EXERCISE A:
Repeat the passage of the DEI article starting with "National Review Online" and going on through "the Oval Office.".
EXERCISE B:
Answer these from the DEI article:
(i) About how much is spent each year on diversity trainings in the United States?
(ii) What share of Americans report that their workplace has DEI trainings or meetings?
(iii) When did President Biden begin issuing executive orders to promote social justice?

Friday, November 29, 2024

Trust the Science: DEI Is Dangerous

National Review Online

Friday, November 29, 2024

 

We were told over and over again by leading institutions, high-profile figures, and the mainstream media that DEI fosters an “inclusive environment” and advances “equity” by eliminating biases and counteracting discrimination. A booming industry emerged: About $8 billion is spent each year on diversity trainings in the United States, and more than half of Americans report that their workplace has DEI trainings or meetings. Of course, DEI is not merely limited to programming at organizations, businesses, and universities. Now, it is entrenched in our laws. President Biden has issued executive orders to promote social justice, beginning on his very first day in the Oval Office.

PROVIDED MATERIAL:
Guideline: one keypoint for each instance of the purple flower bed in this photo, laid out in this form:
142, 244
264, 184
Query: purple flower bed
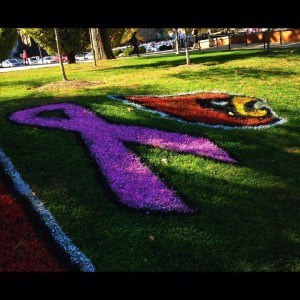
135, 185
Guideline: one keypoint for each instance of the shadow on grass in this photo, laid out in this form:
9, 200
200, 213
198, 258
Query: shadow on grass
238, 71
250, 225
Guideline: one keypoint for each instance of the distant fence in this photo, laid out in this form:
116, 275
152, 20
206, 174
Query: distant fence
251, 38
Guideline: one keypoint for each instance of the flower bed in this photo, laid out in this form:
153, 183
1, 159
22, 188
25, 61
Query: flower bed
134, 184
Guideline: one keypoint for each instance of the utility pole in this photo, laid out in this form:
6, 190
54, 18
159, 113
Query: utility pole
177, 41
92, 45
41, 56
188, 62
59, 54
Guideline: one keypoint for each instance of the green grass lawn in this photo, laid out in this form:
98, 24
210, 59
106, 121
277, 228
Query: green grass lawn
248, 213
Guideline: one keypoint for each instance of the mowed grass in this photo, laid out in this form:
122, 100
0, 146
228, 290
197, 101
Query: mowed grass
248, 213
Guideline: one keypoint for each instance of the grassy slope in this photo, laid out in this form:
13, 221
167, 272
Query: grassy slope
248, 215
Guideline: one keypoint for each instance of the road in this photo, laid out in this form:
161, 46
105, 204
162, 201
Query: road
222, 48
3, 70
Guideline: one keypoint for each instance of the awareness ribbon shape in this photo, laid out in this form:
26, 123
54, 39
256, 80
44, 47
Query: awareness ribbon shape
134, 184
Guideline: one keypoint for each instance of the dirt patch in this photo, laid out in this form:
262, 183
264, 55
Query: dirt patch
69, 84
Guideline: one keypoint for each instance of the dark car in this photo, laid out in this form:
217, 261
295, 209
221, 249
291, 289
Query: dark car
204, 36
11, 62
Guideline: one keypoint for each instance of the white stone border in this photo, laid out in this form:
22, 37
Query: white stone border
167, 116
76, 256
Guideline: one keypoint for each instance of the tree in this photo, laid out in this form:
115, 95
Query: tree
101, 42
72, 40
8, 38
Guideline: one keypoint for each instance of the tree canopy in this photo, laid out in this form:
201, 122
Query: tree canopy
8, 38
72, 40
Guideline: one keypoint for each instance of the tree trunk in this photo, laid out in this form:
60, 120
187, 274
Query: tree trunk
101, 44
71, 57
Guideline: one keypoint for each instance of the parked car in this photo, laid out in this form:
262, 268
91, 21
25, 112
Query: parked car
79, 57
46, 60
11, 63
64, 58
33, 60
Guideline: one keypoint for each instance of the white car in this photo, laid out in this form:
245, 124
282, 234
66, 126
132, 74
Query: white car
79, 57
33, 60
46, 60
12, 62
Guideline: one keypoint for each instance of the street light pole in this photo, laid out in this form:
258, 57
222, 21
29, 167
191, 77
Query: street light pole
92, 45
59, 54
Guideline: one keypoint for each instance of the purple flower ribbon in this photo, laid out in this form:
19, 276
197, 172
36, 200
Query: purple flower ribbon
135, 185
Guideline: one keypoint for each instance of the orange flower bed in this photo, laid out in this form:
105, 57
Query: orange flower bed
191, 108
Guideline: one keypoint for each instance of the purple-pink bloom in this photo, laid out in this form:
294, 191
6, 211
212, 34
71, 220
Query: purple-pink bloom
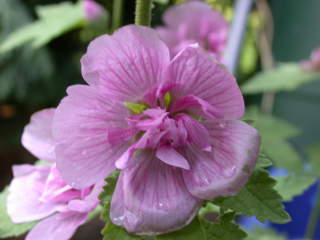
313, 63
182, 147
194, 22
38, 192
92, 10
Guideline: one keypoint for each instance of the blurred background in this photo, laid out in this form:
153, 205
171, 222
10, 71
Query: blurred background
37, 65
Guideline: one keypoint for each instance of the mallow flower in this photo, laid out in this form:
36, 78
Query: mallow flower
167, 123
194, 22
38, 192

EXERCISE RESULT A:
National Review Online

Friday, November 29, 2024

 

We were told over and over again by leading institutions, high-profile figures, and the mainstream media that DEI fosters an “inclusive environment” and advances “equity” by eliminating biases and counteracting discrimination. A booming industry emerged: About $8 billion is spent each year on diversity trainings in the United States, and more than half of Americans report that their workplace has DEI trainings or meetings. Of course, DEI is not merely limited to programming at organizations, businesses, and universities. Now, it is entrenched in our laws. President Biden has issued executive orders to promote social justice, beginning on his very first day in the Oval Office.

EXERCISE RESULT B:
(i) About $8 billion.
(ii) More than half.
(iii) On his very first day in the Oval Office.